▶ [Exercise requirements]:
Return the part of the statistics passage below from "You should learn" to "its own sake.", copied word for word.
++++ Extract to read ++++
You should learn more than just statistics by the time the semester is over. Statistics is fairly difficult, largely because
understanding what is going on requires that you learn to stand back and think about things; you cannot memorize it
all, you have to figure out much of it. This will help you learn to use statistics, not just learn statistics for its own sake.
You will do much better if you attend class regularly and if you read each chapter at least three times. First, the day
before you are going to discuss a topic in class, read the chapter carefully, but do not worry if you understand everything.
Second, soon after a topic has been covered in class, read the chapter again, this time going slowly, making sure you can
see what is going on. Finally, read it again before the exam. Though this is a great statistics book, the stuff is hard, and
no one understands statistics the first time.


Chapter 1. Descriptive Statistics and Frequency Distributions

This chapter is about describing populations and samples, a subject known as descriptive statistics. This will all make
more sense if you keep in mind that the information you want to produce is a description of the population or sample
as a whole, not a description of one member of the population. The first topic in this chapter is a discussion of
distributions, essentially pictures of populations (or samples). Second will be the discussion of descriptive statistics.
++++ Record list ++++
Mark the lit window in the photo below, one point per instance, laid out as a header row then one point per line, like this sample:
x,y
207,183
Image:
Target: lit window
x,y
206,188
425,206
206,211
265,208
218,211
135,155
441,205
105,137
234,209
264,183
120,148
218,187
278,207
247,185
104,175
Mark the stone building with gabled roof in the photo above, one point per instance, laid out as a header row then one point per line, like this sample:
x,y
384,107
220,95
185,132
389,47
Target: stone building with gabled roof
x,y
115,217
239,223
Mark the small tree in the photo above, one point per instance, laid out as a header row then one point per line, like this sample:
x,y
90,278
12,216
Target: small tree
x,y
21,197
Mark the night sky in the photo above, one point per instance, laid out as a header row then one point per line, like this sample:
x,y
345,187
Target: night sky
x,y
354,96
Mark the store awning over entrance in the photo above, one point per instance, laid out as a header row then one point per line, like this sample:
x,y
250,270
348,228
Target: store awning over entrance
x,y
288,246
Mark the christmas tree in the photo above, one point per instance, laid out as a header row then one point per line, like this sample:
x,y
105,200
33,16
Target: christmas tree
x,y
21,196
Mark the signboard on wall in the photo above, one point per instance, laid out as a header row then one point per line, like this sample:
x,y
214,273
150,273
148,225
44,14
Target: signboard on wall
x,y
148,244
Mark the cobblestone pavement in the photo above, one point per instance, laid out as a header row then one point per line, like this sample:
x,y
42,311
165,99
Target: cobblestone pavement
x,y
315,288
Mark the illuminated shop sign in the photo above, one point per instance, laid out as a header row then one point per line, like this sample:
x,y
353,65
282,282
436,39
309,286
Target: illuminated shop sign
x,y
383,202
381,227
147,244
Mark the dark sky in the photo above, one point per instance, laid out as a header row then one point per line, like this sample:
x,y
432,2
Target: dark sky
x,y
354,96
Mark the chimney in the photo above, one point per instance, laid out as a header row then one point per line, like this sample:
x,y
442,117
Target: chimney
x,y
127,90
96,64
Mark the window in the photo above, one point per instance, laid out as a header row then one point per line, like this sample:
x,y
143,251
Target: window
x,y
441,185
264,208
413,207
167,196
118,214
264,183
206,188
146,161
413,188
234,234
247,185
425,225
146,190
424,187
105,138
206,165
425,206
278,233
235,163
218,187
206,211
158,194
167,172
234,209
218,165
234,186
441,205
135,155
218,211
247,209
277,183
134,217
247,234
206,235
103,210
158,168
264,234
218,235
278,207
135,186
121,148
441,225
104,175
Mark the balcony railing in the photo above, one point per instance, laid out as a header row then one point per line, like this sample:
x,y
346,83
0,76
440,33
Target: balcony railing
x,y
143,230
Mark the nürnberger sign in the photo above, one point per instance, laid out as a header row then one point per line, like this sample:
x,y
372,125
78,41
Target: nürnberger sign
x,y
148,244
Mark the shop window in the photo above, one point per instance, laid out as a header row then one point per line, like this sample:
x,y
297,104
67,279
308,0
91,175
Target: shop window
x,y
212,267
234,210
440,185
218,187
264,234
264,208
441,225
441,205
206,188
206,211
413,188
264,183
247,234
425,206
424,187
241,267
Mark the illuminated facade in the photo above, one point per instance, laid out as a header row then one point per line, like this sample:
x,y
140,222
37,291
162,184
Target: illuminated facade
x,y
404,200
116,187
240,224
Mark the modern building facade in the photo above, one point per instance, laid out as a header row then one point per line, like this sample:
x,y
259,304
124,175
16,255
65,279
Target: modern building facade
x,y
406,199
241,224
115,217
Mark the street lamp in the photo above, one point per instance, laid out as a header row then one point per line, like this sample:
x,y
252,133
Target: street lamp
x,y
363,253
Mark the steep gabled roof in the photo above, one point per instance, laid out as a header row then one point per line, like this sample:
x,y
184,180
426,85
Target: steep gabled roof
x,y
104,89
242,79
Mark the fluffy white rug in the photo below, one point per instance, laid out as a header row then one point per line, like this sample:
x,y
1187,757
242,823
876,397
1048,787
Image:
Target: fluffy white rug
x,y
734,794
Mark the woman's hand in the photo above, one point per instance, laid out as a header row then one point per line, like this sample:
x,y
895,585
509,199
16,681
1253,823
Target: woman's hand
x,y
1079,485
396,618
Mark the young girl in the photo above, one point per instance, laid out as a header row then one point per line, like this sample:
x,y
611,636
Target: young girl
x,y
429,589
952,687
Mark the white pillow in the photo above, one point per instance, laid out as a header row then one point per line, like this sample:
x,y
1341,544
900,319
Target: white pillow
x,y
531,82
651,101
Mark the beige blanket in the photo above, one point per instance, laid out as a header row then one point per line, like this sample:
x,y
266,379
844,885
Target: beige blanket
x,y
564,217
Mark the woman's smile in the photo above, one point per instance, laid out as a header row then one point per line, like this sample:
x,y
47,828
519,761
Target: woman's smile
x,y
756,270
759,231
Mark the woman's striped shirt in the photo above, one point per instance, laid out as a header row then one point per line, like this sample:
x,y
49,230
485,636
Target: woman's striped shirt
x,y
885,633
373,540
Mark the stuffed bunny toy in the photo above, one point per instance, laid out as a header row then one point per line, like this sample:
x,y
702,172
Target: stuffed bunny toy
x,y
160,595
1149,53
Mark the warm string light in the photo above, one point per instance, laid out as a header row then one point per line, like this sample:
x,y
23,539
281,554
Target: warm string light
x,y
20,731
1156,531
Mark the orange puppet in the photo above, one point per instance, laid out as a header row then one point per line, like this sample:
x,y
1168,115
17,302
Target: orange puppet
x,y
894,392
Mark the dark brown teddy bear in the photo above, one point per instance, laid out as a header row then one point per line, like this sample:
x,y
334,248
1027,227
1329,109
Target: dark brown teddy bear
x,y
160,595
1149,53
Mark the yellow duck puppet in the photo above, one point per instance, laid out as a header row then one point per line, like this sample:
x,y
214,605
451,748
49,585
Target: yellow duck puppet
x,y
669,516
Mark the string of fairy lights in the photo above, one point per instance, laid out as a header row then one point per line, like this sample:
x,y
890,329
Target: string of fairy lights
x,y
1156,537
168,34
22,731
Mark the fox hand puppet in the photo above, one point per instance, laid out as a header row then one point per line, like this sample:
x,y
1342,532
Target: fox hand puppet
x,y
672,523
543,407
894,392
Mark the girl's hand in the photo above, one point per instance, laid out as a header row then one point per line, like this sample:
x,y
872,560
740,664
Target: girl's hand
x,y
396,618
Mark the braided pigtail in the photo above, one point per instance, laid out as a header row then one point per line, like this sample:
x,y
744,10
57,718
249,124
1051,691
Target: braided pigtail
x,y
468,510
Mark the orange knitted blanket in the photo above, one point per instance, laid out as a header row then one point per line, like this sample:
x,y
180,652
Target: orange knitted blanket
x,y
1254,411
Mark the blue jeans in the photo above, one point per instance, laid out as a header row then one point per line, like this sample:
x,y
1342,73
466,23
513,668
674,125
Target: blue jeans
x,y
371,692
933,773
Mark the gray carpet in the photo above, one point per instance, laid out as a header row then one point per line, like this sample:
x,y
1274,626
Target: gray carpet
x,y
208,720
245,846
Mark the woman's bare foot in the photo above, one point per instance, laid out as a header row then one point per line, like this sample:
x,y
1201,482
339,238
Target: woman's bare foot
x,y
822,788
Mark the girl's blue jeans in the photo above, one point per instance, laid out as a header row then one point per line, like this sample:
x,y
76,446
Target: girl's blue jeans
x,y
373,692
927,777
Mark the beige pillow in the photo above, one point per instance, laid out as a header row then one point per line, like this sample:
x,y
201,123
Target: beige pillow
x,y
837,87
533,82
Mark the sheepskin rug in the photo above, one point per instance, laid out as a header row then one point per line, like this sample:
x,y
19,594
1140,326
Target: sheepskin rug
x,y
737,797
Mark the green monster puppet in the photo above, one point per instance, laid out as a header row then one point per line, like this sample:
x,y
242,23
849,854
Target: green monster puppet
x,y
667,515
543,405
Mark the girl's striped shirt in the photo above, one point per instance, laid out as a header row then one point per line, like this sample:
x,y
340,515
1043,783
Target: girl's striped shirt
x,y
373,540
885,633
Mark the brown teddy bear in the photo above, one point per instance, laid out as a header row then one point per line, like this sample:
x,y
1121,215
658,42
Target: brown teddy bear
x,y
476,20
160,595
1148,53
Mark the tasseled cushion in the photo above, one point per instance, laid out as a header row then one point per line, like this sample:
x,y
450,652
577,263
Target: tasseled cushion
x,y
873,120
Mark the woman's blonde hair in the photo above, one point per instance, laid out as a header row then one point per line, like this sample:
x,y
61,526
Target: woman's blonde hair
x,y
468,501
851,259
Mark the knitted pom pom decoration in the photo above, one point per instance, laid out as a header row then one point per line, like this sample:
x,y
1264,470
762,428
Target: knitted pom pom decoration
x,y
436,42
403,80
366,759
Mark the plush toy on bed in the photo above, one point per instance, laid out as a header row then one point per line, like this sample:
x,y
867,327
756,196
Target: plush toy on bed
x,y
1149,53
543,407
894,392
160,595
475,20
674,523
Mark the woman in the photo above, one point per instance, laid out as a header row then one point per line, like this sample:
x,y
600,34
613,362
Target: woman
++++
▶ [Full output]:
You should learn more than just statistics by the time the semester is over. Statistics is fairly difficult, largely because
understanding what is going on requires that you learn to stand back and think about things; you cannot memorize it
all, you have to figure out much of it. This will help you learn to use statistics, not just learn statistics for its own sake.